╭─ Input data

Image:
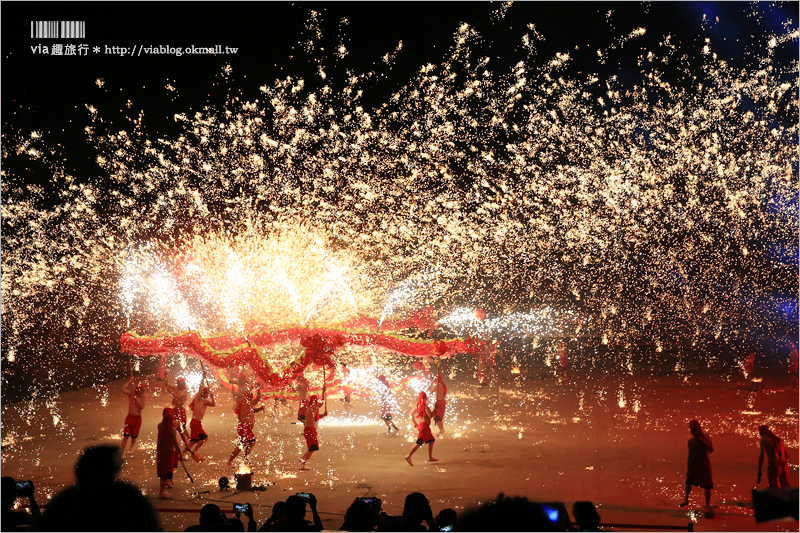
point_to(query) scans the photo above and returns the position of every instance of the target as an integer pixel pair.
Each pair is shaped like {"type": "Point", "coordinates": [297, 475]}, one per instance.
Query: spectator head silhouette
{"type": "Point", "coordinates": [586, 515]}
{"type": "Point", "coordinates": [416, 508]}
{"type": "Point", "coordinates": [446, 517]}
{"type": "Point", "coordinates": [279, 509]}
{"type": "Point", "coordinates": [210, 514]}
{"type": "Point", "coordinates": [98, 465]}
{"type": "Point", "coordinates": [8, 489]}
{"type": "Point", "coordinates": [509, 514]}
{"type": "Point", "coordinates": [295, 507]}
{"type": "Point", "coordinates": [360, 516]}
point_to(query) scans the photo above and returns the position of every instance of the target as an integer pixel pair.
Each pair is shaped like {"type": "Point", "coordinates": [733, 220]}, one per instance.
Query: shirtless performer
{"type": "Point", "coordinates": [310, 420]}
{"type": "Point", "coordinates": [302, 392]}
{"type": "Point", "coordinates": [441, 403]}
{"type": "Point", "coordinates": [166, 447]}
{"type": "Point", "coordinates": [179, 396]}
{"type": "Point", "coordinates": [201, 401]}
{"type": "Point", "coordinates": [421, 417]}
{"type": "Point", "coordinates": [133, 422]}
{"type": "Point", "coordinates": [387, 401]}
{"type": "Point", "coordinates": [246, 405]}
{"type": "Point", "coordinates": [348, 407]}
{"type": "Point", "coordinates": [777, 465]}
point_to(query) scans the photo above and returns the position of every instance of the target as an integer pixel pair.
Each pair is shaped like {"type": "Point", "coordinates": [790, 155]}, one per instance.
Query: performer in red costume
{"type": "Point", "coordinates": [421, 417]}
{"type": "Point", "coordinates": [133, 422]}
{"type": "Point", "coordinates": [310, 427]}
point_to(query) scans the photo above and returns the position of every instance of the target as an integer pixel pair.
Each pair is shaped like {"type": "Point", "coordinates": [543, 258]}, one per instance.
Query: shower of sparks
{"type": "Point", "coordinates": [546, 322]}
{"type": "Point", "coordinates": [653, 210]}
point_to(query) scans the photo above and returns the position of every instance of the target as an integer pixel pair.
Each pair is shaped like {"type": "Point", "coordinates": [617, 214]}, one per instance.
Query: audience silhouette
{"type": "Point", "coordinates": [585, 514]}
{"type": "Point", "coordinates": [415, 510]}
{"type": "Point", "coordinates": [16, 520]}
{"type": "Point", "coordinates": [295, 515]}
{"type": "Point", "coordinates": [99, 501]}
{"type": "Point", "coordinates": [212, 519]}
{"type": "Point", "coordinates": [360, 516]}
{"type": "Point", "coordinates": [278, 512]}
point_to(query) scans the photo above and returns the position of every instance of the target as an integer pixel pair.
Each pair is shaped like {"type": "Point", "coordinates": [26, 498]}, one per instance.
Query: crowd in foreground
{"type": "Point", "coordinates": [99, 501]}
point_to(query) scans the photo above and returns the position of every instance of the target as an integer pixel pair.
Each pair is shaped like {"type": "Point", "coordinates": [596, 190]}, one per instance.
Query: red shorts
{"type": "Point", "coordinates": [179, 414]}
{"type": "Point", "coordinates": [311, 439]}
{"type": "Point", "coordinates": [438, 411]}
{"type": "Point", "coordinates": [165, 462]}
{"type": "Point", "coordinates": [133, 424]}
{"type": "Point", "coordinates": [386, 410]}
{"type": "Point", "coordinates": [245, 432]}
{"type": "Point", "coordinates": [197, 432]}
{"type": "Point", "coordinates": [424, 435]}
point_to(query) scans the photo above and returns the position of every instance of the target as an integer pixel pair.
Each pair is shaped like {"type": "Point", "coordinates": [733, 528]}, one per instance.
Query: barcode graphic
{"type": "Point", "coordinates": [58, 29]}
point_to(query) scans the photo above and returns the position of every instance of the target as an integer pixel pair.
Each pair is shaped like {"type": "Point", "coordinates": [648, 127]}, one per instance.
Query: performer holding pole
{"type": "Point", "coordinates": [441, 402]}
{"type": "Point", "coordinates": [246, 405]}
{"type": "Point", "coordinates": [133, 422]}
{"type": "Point", "coordinates": [312, 416]}
{"type": "Point", "coordinates": [201, 401]}
{"type": "Point", "coordinates": [421, 417]}
{"type": "Point", "coordinates": [167, 446]}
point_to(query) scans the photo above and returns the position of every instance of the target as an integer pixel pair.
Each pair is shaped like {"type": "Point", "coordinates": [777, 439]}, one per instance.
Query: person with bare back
{"type": "Point", "coordinates": [166, 447]}
{"type": "Point", "coordinates": [246, 405]}
{"type": "Point", "coordinates": [441, 403]}
{"type": "Point", "coordinates": [387, 401]}
{"type": "Point", "coordinates": [312, 416]}
{"type": "Point", "coordinates": [201, 401]}
{"type": "Point", "coordinates": [773, 448]}
{"type": "Point", "coordinates": [180, 394]}
{"type": "Point", "coordinates": [133, 422]}
{"type": "Point", "coordinates": [302, 393]}
{"type": "Point", "coordinates": [421, 417]}
{"type": "Point", "coordinates": [698, 471]}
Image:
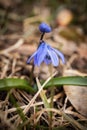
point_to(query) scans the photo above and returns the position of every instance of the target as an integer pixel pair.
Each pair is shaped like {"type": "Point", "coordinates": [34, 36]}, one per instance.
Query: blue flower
{"type": "Point", "coordinates": [43, 27]}
{"type": "Point", "coordinates": [45, 53]}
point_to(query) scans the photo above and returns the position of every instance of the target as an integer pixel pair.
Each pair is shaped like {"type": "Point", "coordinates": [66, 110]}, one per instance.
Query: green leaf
{"type": "Point", "coordinates": [9, 83]}
{"type": "Point", "coordinates": [70, 80]}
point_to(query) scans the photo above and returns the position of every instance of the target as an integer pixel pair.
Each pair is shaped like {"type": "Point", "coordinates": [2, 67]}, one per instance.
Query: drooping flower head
{"type": "Point", "coordinates": [45, 53]}
{"type": "Point", "coordinates": [44, 28]}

╰─

Give back all entries exactly. No pictures belong in the copy.

● Solved exercise:
Image:
point_to(query) scans the photo above and returns the position of every instance of the target as an integer pixel pair.
Each pair is shaped like {"type": "Point", "coordinates": [297, 475]}, one per instance.
Query: spectator head silhouette
{"type": "Point", "coordinates": [586, 515]}
{"type": "Point", "coordinates": [416, 508]}
{"type": "Point", "coordinates": [446, 517]}
{"type": "Point", "coordinates": [279, 509]}
{"type": "Point", "coordinates": [210, 514]}
{"type": "Point", "coordinates": [98, 465]}
{"type": "Point", "coordinates": [8, 489]}
{"type": "Point", "coordinates": [509, 514]}
{"type": "Point", "coordinates": [295, 507]}
{"type": "Point", "coordinates": [360, 516]}
point_to(query) scans the photo above and returns the position of every instance of the target as an integer pixel pair.
Each pair is shaped like {"type": "Point", "coordinates": [733, 220]}, one per instance.
Query: shirtless performer
{"type": "Point", "coordinates": [310, 420]}
{"type": "Point", "coordinates": [302, 392]}
{"type": "Point", "coordinates": [441, 403]}
{"type": "Point", "coordinates": [166, 447]}
{"type": "Point", "coordinates": [179, 396]}
{"type": "Point", "coordinates": [201, 401]}
{"type": "Point", "coordinates": [421, 417]}
{"type": "Point", "coordinates": [133, 422]}
{"type": "Point", "coordinates": [387, 401]}
{"type": "Point", "coordinates": [246, 405]}
{"type": "Point", "coordinates": [348, 407]}
{"type": "Point", "coordinates": [777, 465]}
point_to(query) scans the photo above and returns the position of every instance of the target as an integer pixel pair.
Each pair is shaped like {"type": "Point", "coordinates": [790, 155]}, one per instance.
Query: performer in red costume
{"type": "Point", "coordinates": [421, 417]}
{"type": "Point", "coordinates": [133, 422]}
{"type": "Point", "coordinates": [310, 427]}
point_to(query) scans the photo above and returns the position of every instance of the target as an integer pixel pair.
Each pair is shaped like {"type": "Point", "coordinates": [543, 258]}, one per instance.
Query: shower of sparks
{"type": "Point", "coordinates": [546, 322]}
{"type": "Point", "coordinates": [653, 210]}
point_to(query) scans the photo above and returns the position of every instance of the target as an integer pixel pair.
Each pair is shaped like {"type": "Point", "coordinates": [617, 214]}, one per instance.
Query: audience silhouette
{"type": "Point", "coordinates": [585, 514]}
{"type": "Point", "coordinates": [415, 510]}
{"type": "Point", "coordinates": [16, 520]}
{"type": "Point", "coordinates": [295, 515]}
{"type": "Point", "coordinates": [99, 501]}
{"type": "Point", "coordinates": [212, 519]}
{"type": "Point", "coordinates": [360, 516]}
{"type": "Point", "coordinates": [278, 512]}
point_to(query) scans the photo above and returns the position of every instance of the target as an integer pixel pair.
Each pair is shaped like {"type": "Point", "coordinates": [26, 498]}, one per instance.
Query: crowd in foreground
{"type": "Point", "coordinates": [99, 501]}
point_to(query) scans the photo above and returns the position of every instance of the target as an integer pixel pair.
Each pair is shaped like {"type": "Point", "coordinates": [596, 190]}, one per instance.
Query: red shorts
{"type": "Point", "coordinates": [179, 414]}
{"type": "Point", "coordinates": [311, 439]}
{"type": "Point", "coordinates": [438, 411]}
{"type": "Point", "coordinates": [165, 462]}
{"type": "Point", "coordinates": [133, 424]}
{"type": "Point", "coordinates": [386, 410]}
{"type": "Point", "coordinates": [245, 432]}
{"type": "Point", "coordinates": [197, 432]}
{"type": "Point", "coordinates": [424, 435]}
point_to(query) scans the photo above and returns the position of every instance of the target as an integer pixel pair.
Each pair is shaped like {"type": "Point", "coordinates": [733, 528]}, one per instance.
Query: barcode graphic
{"type": "Point", "coordinates": [58, 29]}
point_to(query) scans the photo above and returns the position of every instance of the target as an integer pixel pair.
Each pair is shaped like {"type": "Point", "coordinates": [648, 127]}, one per instance.
Query: performer holding pole
{"type": "Point", "coordinates": [441, 402]}
{"type": "Point", "coordinates": [246, 405]}
{"type": "Point", "coordinates": [133, 422]}
{"type": "Point", "coordinates": [312, 416]}
{"type": "Point", "coordinates": [201, 401]}
{"type": "Point", "coordinates": [421, 417]}
{"type": "Point", "coordinates": [167, 446]}
point_to(query) scans the photo above and returns the position of every instance of the target as an integer pixel pair.
Each pair is shaped like {"type": "Point", "coordinates": [777, 439]}, one per instance.
Query: person with bare back
{"type": "Point", "coordinates": [166, 447]}
{"type": "Point", "coordinates": [246, 405]}
{"type": "Point", "coordinates": [441, 403]}
{"type": "Point", "coordinates": [387, 401]}
{"type": "Point", "coordinates": [312, 416]}
{"type": "Point", "coordinates": [201, 401]}
{"type": "Point", "coordinates": [773, 448]}
{"type": "Point", "coordinates": [180, 394]}
{"type": "Point", "coordinates": [133, 422]}
{"type": "Point", "coordinates": [302, 393]}
{"type": "Point", "coordinates": [421, 417]}
{"type": "Point", "coordinates": [698, 471]}
Image:
point_to(query) scans the photo above and returns the position of every instance of the target as an integer pixel pair.
Each pair is shaped like {"type": "Point", "coordinates": [34, 36]}, one per instance.
Query: blue flower
{"type": "Point", "coordinates": [43, 27]}
{"type": "Point", "coordinates": [45, 53]}
point_to(query) scans the photo above and returns the position of every instance of the target as an integer pixel pair.
Each pair is shaped like {"type": "Point", "coordinates": [66, 110]}, one per instance.
Query: green leaf
{"type": "Point", "coordinates": [9, 83]}
{"type": "Point", "coordinates": [70, 80]}
point_to(query) scans the photo above and returns the position of every instance of the target as an integer pixel pair.
Each pair is shaped like {"type": "Point", "coordinates": [2, 67]}, one per instance.
Query: drooping flower head
{"type": "Point", "coordinates": [45, 53]}
{"type": "Point", "coordinates": [44, 28]}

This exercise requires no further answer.